The mention of sports dermatoses may conjure images of elite runners hampered by a raging presentation of tinea pedis or a college wrestler sidelined by a case of herpes gladiatorum. However, the range of common dermatoses associated with sports can affect individuals at all levels of fitness and competitive performance (and these very same conditions can present wholly unrelated to sports, as well). The list of sports that may be associated with cutaneous insult or injury includes but is not limited to football, baseball, basketball, track and field, golf, bowling, tennis, soccer, hockey, and winter sports, like ice skating or skiing.

Among the most frequent skin complaints to affect sports enthusiasts are infections and infestations, including dermatophytoses and bacterial infections. In this first in a series of articles addressing sports dermatoses, I address bacterial, fungal, viral, and parasitic infections and infestations.

Bacterial Infections

Community acquired methicillin-resistant Staphylococcus aureus (CA-MRSA) infections are now common across the country. In my own practice, annually since 2004, the proportion of all bacterial cultures testing positive for CA-MRSA has consistently been seven to eight percent (19-27 percent of cultures positive for S. Aureus). Studies have shown high rates of MRSA colonization among collegiate1 athletes, while other investigations have failed to show that rates of carriage are higher among college or high school athletes compared to the general population.2,3 Nonetheless, the Centers for Disease Control and Prevention (CDC) have identified clusters of CA-MRSA infection among competitive sport participants, likely facilitated through skin-to-skin contact, traumatic damage to the skin, and sharing of clothes and equipment.4 The classic presentation of MRSA is an abcess or furuncle that may mimic a spider or insect bite. Incision and drainage is standard of care (with adjunctive oral antibiotics when indicated) for abcesses.5 Abcesses may be accompanied by cellulitus, or cellulitus may develop on its own. Alternatively, another common presentation is CA-MRSA folliculitus.6,7 Body shaving, common among swimmers and also prevalent in other sports, may contribute to the development of folliculitus. Systemic treatment is indicated for MRSA-associated cellulitus or folliculitus with adjunctive topical antibacterial therapy initiated to help reduce colonization.

Often trimethoprim/sulfamethoxazole is identified as the first-line systemic antibiotic of choice, however tetracyclines are effective against CA-MRSA.8,9 In fact, in one series of CA-MRSA cases from Kentucky, all isolates were sensitive to trimethoprim/sulfamethoxazole (TMP/SMX), tetracycline, and rifampin, while only 83 percent of those tested for clindamycin, 50 percent of those tested for levofloxacin, and none tested for cefazolin were sensitive to the given antibiotics.9 Both doxycycline and minocycline are effective, safe, and inexpensive for the treatment of CA-MRSA. Recommended dosing is 100mg bid for 10 days. Minocycline may be a better choice due to its lipophilicity, which may more effectively target the nasal mucosa.

Good hygiene is encouraged to reduce the transmission of CA-MRSA. Also essential are strategies to avoid sharing equipment, clothing or towels, disinfection of possibly contaminated surfaces (including locker room surfaces), and limiting direct skin-to-skin contact as much as possible.

Athletes who use hot tubs may be susceptible to cutaneous Pseudomonas aeruginosa infection or “hot tub folliculitus,” particularly if the water is not properly chlorinated/bromated. Pseudomoas folliculits is characterized by a maculopapular, pustular, usually non-pruritic rash.

● WORK TO BE COMPLETED: Decide whether each statement agrees with the sports dermatoses passage, and back each yes or no with the passage's deciding words. (a) Incision and drainage is the standard of care for abscesses. (b) In the Kentucky series, every isolate tested for clindamycin was sensitive to it. (c) The recommended dosing of doxycycline or minocycline for CA-MRSA is 100mg bid for 14 days.

● RECORDED DATA:
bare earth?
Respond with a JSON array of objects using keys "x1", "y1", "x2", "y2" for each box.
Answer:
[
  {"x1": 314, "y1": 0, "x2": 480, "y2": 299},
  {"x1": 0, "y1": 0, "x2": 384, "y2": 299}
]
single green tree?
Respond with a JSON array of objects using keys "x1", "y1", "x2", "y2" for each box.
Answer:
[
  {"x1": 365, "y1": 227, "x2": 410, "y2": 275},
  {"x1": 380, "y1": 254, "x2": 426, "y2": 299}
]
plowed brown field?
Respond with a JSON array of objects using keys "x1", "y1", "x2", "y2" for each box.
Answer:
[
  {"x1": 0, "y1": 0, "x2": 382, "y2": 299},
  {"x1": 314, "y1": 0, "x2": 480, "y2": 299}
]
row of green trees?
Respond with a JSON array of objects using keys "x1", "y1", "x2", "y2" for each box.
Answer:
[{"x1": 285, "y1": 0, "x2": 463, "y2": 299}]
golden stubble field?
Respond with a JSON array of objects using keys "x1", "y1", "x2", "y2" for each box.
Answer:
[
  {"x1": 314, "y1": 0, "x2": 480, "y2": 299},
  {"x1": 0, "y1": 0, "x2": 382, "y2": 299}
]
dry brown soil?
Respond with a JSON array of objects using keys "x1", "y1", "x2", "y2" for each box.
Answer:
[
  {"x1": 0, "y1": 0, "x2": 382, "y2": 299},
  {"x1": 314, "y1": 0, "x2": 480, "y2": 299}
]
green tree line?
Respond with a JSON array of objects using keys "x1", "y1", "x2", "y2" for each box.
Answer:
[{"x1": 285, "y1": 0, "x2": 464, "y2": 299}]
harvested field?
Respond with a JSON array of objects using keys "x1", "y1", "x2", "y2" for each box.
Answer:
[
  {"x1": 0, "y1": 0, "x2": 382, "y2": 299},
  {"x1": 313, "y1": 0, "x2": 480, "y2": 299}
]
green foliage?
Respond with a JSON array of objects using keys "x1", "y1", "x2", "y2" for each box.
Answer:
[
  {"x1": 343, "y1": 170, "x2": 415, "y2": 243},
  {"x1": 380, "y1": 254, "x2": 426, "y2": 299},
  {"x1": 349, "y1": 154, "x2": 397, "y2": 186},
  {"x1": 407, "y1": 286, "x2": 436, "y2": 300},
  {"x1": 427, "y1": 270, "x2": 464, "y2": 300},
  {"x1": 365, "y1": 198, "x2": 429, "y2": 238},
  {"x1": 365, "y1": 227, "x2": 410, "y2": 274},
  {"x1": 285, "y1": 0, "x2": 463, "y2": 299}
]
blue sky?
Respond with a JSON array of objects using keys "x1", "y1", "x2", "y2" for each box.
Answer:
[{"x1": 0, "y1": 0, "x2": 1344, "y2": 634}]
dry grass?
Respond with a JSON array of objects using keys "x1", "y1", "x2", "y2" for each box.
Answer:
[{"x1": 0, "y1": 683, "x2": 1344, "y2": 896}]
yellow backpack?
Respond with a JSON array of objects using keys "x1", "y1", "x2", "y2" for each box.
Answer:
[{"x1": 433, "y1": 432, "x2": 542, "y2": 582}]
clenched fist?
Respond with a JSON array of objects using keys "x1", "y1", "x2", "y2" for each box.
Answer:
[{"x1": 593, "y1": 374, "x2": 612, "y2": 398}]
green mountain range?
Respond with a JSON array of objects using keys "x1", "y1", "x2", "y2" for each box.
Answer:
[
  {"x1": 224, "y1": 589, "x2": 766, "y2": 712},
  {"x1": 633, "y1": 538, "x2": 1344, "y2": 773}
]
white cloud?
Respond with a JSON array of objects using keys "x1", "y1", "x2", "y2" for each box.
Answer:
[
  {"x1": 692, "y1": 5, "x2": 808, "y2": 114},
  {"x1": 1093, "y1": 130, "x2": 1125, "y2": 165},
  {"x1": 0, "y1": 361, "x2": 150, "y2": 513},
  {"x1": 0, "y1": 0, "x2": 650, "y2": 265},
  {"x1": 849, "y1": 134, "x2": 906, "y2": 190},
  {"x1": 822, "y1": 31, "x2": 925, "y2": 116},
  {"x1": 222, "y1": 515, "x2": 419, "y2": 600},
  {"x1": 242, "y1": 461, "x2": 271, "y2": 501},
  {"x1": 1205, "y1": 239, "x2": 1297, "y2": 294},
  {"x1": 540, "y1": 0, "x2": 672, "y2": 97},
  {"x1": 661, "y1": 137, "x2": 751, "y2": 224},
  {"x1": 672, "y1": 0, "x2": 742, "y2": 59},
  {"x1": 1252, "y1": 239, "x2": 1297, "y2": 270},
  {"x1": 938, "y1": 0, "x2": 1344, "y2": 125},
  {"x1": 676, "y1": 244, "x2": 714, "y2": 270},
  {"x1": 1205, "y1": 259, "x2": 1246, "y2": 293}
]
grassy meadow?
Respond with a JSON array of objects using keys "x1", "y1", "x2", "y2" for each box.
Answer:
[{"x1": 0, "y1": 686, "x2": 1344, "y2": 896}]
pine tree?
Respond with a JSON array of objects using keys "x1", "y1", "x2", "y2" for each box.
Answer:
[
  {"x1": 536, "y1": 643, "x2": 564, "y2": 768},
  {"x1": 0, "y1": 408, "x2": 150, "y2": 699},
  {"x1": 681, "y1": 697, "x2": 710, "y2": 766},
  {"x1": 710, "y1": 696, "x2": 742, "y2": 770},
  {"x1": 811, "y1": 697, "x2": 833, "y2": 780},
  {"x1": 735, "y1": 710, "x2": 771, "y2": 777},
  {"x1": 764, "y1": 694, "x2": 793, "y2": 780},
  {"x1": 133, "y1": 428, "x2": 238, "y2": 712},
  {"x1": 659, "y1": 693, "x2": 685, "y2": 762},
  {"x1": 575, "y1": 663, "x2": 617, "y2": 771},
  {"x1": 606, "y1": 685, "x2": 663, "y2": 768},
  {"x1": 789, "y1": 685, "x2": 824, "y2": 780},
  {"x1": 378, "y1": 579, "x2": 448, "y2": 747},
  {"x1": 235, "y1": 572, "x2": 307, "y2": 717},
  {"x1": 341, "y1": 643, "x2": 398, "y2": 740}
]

● ANSWER FOR THE TASK:
(a) Yes: "Incision and drainage is standard of care (with adjunctive oral antibiotics when indicated) for abcesses."
(b) No: "only 83 percent of those tested for clindamycin"
(c) No: "Recommended dosing is 100mg bid for 10 days."